1. Know your Team’s strengths and level of expertise and design and delegate accordingly.
2. Your responsibility is to lead the doing, not do.
3. Know what you do not know.
4. Think in patterns. We often think we are unique individuals experiencing things for the first time, but chances are what is occurring right now has occurred before in some form to someone. Look for patterns that can aid in swift resolution.
5. Use common sense.
6. Know when to escalate and ask for help.
1. Determine availability
1. Make sure you know who is available and what their capacity is (computer, mobile, SME?)
2. If there are significant gaps, fill them with the best resource available, ensuring you have adequate coverage.
3. Be prepared for knowledge handoffs along the way, especially for longer-lasting incidents. Have a plan for transferring knowledge.
2. Make it clear to your team you are serving as the Incident Commander
3. Designate any other relevant roles.
2. Comms Lead
4. Articulate the level of severity or the impact of the issue and act accordingly.
1. Note severity level can change through resolution as you uncover new pieces of information
5. Delegate, delegate delegate!
1. A main tenet of your role is to ensure that the right roles and responsibilities have been assigned.

Your tasks:
**1.** From the incident commander guidelines, list every point given under "Determine availability".
**2.** Reproduce the incident commander guidelines word for word, everything from "5. Use common" down to "and act accordingly.".
**3.** Extend the incident commander guidelines past their last line.

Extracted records

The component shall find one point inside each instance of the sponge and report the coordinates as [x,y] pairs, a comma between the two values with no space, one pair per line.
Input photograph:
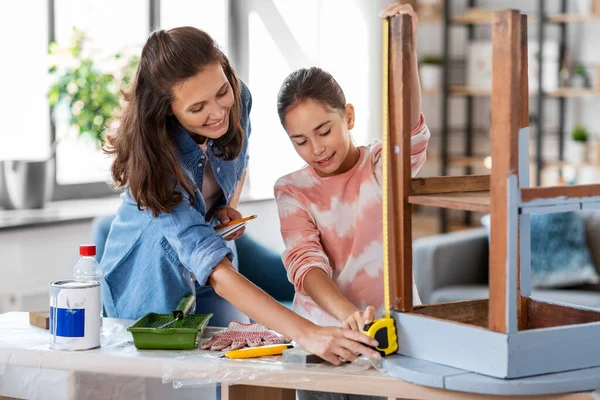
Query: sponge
[298,355]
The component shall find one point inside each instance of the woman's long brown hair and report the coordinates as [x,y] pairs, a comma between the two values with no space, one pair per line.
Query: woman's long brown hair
[146,159]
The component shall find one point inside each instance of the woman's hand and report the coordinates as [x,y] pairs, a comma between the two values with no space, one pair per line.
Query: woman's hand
[338,345]
[358,319]
[227,214]
[398,9]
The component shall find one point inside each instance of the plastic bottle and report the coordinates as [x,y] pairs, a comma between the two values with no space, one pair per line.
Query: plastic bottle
[88,269]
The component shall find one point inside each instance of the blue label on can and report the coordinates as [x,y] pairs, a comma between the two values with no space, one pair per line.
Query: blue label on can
[69,322]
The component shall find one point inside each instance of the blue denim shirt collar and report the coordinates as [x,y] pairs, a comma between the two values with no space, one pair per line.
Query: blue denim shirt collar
[227,173]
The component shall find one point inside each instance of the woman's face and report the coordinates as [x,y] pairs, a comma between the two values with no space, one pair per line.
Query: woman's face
[203,102]
[321,136]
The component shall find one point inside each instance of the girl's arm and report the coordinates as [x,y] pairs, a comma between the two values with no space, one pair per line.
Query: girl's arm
[327,295]
[307,264]
[330,343]
[235,199]
[415,101]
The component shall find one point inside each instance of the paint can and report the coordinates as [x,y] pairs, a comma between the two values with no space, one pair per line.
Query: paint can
[74,315]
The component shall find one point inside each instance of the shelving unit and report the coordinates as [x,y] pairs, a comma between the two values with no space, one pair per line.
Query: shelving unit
[470,20]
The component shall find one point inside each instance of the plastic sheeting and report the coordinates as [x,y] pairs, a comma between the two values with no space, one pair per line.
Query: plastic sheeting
[30,369]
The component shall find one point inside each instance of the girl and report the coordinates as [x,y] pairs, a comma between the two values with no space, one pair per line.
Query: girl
[331,211]
[180,154]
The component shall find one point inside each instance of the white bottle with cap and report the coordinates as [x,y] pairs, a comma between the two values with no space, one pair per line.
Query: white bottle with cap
[88,269]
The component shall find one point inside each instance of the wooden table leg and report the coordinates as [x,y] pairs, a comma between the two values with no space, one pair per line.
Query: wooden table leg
[245,392]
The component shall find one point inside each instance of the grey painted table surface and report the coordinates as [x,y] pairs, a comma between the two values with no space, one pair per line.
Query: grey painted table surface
[439,376]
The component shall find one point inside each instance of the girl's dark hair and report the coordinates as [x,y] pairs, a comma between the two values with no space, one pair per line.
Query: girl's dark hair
[146,158]
[309,84]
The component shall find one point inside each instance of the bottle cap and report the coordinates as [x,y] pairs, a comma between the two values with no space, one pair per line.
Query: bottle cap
[87,250]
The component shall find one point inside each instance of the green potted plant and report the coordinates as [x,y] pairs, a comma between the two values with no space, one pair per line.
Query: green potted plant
[91,95]
[431,71]
[579,141]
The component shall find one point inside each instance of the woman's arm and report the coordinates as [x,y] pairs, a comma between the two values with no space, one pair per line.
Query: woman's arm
[330,343]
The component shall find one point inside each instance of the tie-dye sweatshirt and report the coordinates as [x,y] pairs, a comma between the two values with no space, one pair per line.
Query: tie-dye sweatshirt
[335,224]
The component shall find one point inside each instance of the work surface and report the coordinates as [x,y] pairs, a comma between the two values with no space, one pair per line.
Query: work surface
[27,364]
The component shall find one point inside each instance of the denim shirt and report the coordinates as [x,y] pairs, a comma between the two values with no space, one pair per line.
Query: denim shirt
[149,262]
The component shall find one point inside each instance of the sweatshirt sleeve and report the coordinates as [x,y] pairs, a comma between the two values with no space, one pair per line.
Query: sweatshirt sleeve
[303,250]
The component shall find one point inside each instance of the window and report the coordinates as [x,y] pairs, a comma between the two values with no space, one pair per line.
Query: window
[284,36]
[107,32]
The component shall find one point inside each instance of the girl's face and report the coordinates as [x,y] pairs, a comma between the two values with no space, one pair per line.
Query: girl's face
[203,102]
[321,136]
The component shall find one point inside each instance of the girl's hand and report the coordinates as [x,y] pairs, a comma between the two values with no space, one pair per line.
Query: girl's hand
[358,319]
[227,214]
[397,9]
[338,345]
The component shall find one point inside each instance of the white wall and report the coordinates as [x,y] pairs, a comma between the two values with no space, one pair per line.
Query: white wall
[30,258]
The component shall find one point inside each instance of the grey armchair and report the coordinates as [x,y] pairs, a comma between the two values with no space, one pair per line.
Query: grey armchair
[454,266]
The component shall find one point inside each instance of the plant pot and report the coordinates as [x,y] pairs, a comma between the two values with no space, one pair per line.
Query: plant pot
[431,76]
[578,152]
[26,184]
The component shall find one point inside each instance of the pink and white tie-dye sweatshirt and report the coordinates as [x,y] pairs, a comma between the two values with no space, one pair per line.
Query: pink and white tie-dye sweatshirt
[335,224]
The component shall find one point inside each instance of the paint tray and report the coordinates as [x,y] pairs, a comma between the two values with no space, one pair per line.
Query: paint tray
[182,332]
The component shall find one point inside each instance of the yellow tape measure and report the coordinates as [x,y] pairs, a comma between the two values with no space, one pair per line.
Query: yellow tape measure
[384,330]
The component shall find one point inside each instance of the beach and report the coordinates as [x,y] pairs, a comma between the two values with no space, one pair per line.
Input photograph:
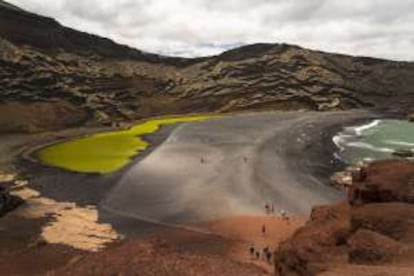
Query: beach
[210,179]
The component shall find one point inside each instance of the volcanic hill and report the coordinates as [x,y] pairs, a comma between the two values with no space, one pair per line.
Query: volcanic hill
[53,77]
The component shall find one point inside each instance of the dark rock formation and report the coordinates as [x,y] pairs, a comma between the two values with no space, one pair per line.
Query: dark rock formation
[378,233]
[8,202]
[41,61]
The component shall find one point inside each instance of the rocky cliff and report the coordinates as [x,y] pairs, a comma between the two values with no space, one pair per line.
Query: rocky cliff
[374,236]
[77,78]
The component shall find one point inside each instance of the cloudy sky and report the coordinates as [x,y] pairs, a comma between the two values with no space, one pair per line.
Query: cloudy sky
[380,28]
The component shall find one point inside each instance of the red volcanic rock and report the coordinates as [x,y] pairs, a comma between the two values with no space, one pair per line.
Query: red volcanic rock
[345,239]
[395,220]
[387,181]
[321,240]
[368,247]
[153,257]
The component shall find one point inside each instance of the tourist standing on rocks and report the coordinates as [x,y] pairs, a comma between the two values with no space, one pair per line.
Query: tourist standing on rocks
[267,208]
[252,250]
[269,256]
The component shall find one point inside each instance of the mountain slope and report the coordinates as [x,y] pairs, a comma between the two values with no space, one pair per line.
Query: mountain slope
[66,72]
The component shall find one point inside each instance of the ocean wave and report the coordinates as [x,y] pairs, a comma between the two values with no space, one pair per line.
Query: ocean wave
[371,147]
[360,129]
[399,143]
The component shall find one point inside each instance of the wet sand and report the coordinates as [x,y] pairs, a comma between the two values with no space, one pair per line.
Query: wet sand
[231,166]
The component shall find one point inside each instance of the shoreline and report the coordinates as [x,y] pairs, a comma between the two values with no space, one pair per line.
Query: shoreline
[61,185]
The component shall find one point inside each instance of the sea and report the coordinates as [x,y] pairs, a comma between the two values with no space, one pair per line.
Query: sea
[375,140]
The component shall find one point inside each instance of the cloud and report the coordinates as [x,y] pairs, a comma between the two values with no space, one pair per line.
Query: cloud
[379,28]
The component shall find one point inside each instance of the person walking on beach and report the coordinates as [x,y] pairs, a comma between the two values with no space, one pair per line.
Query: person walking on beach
[269,256]
[252,250]
[263,230]
[267,208]
[265,251]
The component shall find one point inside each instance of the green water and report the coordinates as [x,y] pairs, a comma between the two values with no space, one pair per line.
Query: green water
[378,141]
[105,152]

Answers by item:
**1.**
- Make sure you know who is available and what their capacity is (computer, mobile, SME?)
- If there are significant gaps, fill them with the best resource available, ensuring you have adequate coverage.
- Be prepared for knowledge handoffs along the way, especially for longer-lasting incidents. Have a plan for transferring knowledge.

**2.**
5. Use common sense.
6. Know when to escalate and ask for help.
1. Determine availability
1. Make sure you know who is available and what their capacity is (computer, mobile, SME?)
2. If there are significant gaps, fill them with the best resource available, ensuring you have adequate coverage.
3. Be prepared for knowledge handoffs along the way, especially for longer-lasting incidents. Have a plan for transferring knowledge.
2. Make it clear to your team you are serving as the Incident Commander
3. Designate any other relevant roles.
2. Comms Lead
4. Articulate the level of severity or the impact of the issue and act accordingly.

**3.**
2. You should be looking from above, assessing what is happening to identify and mitigate the problem and, along the way, delegating the right actions to your team to reduce surface area of the problem.
6. Call out as soon as you have identified the visible cause contributing to the incident and assign who should do what next.
7. If you do not have a clear signal as to the cause, determine a reasonable investigation path.
1. Ask yourself are there any patterns or commonalities: pull in relevant past incidents, runbooks…resources
2. Delegate actions based on your team’s relevant knowledge and capabilities
3. Listen to what your team is finding and sort through their analysis and recommendations to determine the most reasonable next course of action
4. Call out if people are double doing work or missing coverage of key areas worth investigating
8. Ensure someone is communicating to key parties consistently (internal / external).
9. Continue to understand the scope and complexity of the problem and re-design and re-delegate your approach as needed.
1. Evaluate pulling in additional engineering resources or re-designating roles.
2. Re-consider communication strategy: who needs to be informed and how
3. Monitor and continue to adjust, as needed
4. Run any knowledge handoffs
10. Once you’ve resolved the incident:
1. Communicate to relevant people (internal and external)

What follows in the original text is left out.